**WHAT IS REQUIRED:** In the SSMix summary, which span of the second input, x^B, replaces the selected span of the first input?

**DOCUMENT EXTRACT:**
____________________
[2106.08062] SSMix: Saliency-Based Span Mixup for Text Classification

Significance

Intuitive mixup augmentation for text data

Keypoints

  • Propose a token level mixup augmentation method for text classification
  • Demonstrate improvement of text classification performance using the proposed augmentation

Review

Background

Mixup is a widely adopted data augmentation method for computer vision tasks. Application of mixup to natural language processing is more challenging due to discrete nature of text data and variable sequence lengths. Most previous attempts to bring mixup to natural language is performed on the hidden feature level due to these difficulties. The authors address the issue that mixup augmentation at the input token level, as in the case of mixup augmentation of image data, would result in better performance and propose a saliency guided span mixup method.

Keypoints

Propose a token level mixup augmentation method for text classification

The authors propose SSMix, an intuitive saliency based mixup method which operates on the input token level. 210616-1 Illustration of the proposed SSMix Given a pair of input data $(x^{A},x^{B})$ and corresponding labels $(y^{A},y^{B})$ the augmentation data $\tilde{x}$ is obtained by replacing the span from $x^{A}$ to a span from $x^{B}$ with the same length. In this process, the span is selected by the gradient-based saliency $s=||\partial \mathcal{L} / \partial e||_{2}$ where the span with lowest saliency $s$ from $x^{A}$ is replaced by the span with highest $s$ from $x^{B}$. The mixup ratio for computing the augmentation label $\tilde{y}$ follows the ratio of the replaced span length with respect to the total length of $\tilde{x}$.
____________________
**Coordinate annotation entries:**

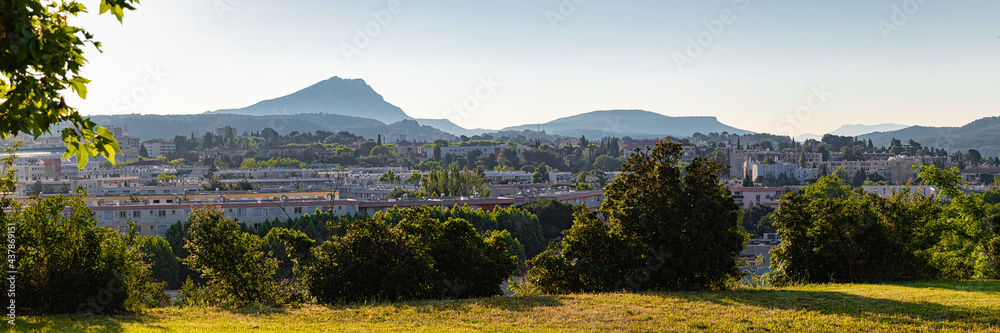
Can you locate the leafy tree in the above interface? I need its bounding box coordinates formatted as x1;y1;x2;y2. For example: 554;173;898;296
277;208;516;304
139;236;180;283
851;169;868;187
358;140;381;156
420;165;489;196
378;170;403;184
498;147;521;169
8;188;164;314
0;0;138;168
531;163;549;184
369;144;396;157
528;141;746;292
201;177;226;191
527;208;637;293
771;176;941;283
742;204;777;238
184;207;278;306
594;155;625;172
917;166;1000;279
520;199;573;239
____________________
**COMPLETE ANSWER:** The span with the highest gradient-based saliency.